Starting at the line with "Where can the vertical", transcribe each line through the final one, both included, and add nothing.

§ **Given records**
— start —
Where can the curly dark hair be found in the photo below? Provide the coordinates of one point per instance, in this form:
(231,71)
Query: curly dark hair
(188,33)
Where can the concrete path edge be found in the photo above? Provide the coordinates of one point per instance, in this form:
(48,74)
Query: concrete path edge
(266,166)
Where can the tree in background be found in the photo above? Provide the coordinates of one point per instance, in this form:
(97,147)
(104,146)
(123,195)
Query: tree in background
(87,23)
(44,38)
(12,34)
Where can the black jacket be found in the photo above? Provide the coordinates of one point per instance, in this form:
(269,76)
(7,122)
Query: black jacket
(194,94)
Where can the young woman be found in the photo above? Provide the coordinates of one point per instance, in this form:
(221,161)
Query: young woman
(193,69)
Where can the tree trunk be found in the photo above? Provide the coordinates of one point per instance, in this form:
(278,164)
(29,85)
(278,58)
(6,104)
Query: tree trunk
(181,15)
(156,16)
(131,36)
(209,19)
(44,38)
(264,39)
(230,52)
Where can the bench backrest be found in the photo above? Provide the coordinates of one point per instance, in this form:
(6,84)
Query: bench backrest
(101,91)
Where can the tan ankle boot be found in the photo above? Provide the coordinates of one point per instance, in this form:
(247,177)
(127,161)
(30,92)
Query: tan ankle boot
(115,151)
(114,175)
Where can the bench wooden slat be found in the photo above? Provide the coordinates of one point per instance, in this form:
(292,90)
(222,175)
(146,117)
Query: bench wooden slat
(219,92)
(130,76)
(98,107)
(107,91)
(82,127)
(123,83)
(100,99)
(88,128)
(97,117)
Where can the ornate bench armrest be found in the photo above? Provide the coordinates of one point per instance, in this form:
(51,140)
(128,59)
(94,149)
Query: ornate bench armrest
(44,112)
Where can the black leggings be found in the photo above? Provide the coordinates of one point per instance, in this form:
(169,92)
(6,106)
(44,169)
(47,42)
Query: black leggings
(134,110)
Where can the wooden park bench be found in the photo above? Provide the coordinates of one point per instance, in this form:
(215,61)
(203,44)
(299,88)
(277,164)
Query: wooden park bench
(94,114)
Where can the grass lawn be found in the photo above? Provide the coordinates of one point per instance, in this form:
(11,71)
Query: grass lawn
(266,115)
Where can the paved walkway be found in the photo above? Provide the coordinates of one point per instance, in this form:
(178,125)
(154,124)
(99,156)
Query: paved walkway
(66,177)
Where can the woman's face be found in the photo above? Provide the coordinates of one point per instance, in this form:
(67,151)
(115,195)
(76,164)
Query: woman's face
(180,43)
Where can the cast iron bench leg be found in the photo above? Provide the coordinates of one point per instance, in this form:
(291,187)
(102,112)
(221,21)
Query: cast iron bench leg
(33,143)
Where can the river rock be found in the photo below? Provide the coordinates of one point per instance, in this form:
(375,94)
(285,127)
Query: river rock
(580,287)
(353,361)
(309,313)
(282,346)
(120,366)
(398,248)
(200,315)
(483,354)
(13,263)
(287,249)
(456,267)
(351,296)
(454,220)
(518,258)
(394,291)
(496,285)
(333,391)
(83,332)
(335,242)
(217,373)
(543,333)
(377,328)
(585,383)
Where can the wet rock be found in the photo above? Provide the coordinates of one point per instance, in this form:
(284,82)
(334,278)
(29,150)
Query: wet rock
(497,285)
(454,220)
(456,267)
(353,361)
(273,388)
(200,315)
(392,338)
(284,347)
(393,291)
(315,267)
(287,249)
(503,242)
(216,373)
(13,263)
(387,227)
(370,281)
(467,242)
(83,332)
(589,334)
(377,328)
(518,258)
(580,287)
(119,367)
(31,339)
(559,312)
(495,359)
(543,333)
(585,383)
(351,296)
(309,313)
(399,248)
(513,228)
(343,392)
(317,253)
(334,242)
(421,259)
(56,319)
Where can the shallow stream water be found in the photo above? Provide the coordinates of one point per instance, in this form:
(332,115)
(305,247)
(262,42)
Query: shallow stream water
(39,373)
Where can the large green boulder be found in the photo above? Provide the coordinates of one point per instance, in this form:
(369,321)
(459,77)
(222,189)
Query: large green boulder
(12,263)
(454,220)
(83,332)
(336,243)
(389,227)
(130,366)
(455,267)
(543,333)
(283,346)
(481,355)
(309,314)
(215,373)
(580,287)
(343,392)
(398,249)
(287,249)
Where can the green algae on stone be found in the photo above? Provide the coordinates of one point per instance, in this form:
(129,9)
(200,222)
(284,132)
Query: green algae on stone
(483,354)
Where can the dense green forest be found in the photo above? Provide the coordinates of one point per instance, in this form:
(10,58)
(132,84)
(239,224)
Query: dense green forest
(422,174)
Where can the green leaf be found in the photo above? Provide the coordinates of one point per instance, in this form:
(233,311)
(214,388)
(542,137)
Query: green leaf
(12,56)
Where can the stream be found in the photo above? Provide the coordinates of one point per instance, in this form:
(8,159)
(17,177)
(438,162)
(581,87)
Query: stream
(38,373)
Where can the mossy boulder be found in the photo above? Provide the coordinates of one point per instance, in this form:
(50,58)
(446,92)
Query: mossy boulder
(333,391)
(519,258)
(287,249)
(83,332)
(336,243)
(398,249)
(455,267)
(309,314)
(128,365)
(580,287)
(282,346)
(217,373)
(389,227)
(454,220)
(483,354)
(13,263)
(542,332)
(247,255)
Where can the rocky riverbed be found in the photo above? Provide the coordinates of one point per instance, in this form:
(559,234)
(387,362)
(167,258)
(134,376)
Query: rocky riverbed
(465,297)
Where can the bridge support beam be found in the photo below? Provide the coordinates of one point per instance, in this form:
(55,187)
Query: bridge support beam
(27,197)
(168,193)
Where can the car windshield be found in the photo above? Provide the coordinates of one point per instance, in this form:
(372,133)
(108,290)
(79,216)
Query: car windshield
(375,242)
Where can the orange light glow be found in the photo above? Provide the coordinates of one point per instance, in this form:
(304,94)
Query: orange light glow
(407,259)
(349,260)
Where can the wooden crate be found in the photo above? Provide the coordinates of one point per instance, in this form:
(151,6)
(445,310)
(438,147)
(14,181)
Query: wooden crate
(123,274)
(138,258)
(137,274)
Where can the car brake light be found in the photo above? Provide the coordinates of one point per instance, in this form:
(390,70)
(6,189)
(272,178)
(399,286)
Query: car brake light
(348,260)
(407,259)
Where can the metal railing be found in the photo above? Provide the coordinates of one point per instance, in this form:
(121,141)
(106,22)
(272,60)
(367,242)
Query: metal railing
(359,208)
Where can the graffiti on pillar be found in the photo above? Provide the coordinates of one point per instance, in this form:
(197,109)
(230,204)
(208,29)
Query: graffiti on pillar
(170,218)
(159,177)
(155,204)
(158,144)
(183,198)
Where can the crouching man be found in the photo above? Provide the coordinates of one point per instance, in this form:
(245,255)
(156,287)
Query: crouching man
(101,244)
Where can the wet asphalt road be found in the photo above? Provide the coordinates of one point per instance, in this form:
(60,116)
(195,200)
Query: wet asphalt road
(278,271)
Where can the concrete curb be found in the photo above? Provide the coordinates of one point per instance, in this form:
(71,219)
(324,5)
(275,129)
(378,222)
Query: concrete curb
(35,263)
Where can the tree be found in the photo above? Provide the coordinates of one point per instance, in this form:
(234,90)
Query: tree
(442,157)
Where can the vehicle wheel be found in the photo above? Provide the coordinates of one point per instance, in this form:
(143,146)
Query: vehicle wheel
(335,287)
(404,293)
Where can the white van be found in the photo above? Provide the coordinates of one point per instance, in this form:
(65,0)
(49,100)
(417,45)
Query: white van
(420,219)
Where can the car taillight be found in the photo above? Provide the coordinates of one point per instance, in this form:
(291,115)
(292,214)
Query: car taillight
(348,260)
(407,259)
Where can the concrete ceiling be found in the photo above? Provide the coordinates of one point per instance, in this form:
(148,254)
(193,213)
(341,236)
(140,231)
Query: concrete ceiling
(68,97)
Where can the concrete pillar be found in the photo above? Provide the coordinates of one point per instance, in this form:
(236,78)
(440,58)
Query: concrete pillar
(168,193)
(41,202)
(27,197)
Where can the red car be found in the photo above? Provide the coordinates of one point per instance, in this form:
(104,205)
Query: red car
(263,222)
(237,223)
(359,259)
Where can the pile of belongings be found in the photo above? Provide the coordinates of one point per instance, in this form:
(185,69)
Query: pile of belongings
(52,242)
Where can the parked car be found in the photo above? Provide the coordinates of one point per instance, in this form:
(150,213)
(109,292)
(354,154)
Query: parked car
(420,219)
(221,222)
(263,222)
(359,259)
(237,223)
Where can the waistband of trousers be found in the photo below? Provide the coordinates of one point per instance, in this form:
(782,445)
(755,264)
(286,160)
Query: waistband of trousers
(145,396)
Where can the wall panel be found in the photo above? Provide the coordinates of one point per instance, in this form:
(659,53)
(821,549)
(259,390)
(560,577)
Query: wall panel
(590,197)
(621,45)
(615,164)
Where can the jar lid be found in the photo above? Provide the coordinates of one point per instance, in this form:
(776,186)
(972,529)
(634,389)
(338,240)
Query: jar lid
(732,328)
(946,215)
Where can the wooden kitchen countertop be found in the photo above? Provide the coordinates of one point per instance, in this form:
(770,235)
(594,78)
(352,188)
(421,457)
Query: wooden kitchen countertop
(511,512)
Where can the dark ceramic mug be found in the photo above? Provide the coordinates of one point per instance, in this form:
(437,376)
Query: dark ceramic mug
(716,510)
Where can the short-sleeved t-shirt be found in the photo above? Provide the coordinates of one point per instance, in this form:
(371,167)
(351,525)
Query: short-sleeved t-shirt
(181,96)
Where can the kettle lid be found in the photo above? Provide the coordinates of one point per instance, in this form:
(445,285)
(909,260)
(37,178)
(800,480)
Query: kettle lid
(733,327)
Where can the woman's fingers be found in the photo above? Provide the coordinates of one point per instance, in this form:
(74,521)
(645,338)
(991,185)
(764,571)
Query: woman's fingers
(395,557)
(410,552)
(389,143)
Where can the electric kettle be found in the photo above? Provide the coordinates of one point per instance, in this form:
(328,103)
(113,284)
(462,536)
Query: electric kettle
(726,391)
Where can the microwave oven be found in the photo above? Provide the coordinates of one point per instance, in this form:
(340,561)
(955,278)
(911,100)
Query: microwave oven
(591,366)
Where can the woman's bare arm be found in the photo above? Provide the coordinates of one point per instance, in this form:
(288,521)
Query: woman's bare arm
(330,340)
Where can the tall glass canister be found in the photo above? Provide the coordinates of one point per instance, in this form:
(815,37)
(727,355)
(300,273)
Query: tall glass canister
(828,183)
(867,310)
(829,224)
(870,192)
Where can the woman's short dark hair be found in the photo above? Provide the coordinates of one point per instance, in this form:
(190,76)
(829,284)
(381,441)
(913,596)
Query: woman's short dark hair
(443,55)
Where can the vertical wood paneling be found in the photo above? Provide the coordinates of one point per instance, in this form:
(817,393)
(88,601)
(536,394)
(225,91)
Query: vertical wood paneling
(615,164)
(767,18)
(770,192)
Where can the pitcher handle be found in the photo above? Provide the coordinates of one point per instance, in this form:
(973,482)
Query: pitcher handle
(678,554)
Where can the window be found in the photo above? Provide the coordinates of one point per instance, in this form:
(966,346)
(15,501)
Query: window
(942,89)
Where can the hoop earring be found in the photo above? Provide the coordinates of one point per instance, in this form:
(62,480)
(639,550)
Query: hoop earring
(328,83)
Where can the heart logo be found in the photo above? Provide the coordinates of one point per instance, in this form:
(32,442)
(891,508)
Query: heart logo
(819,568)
— end —
§ **Finished answer**
Where can the vertical wood paneling be found in the photo above? Provide the coordinates of one point per instance, in this form:
(817,393)
(88,601)
(536,394)
(225,91)
Query: vertical wood paneling
(615,164)
(767,18)
(770,192)
Where can the pitcher handle be found in the photo above? Provide the coordinates of one point per instance, in this form:
(973,482)
Query: pitcher handle
(678,554)
Where can the window be found in the photo above? Provide the coordinates of one point per instance, in this form:
(966,346)
(15,501)
Query: window
(942,89)
Where can the hoop earring be found in the photo above? Provide the coordinates of one point per instance, in this form:
(62,480)
(639,550)
Query: hoop earring
(328,83)
Where can the heart logo be found in the photo above? Provide the coordinates of one point per instance, in this form:
(32,442)
(891,508)
Query: heart logo
(819,568)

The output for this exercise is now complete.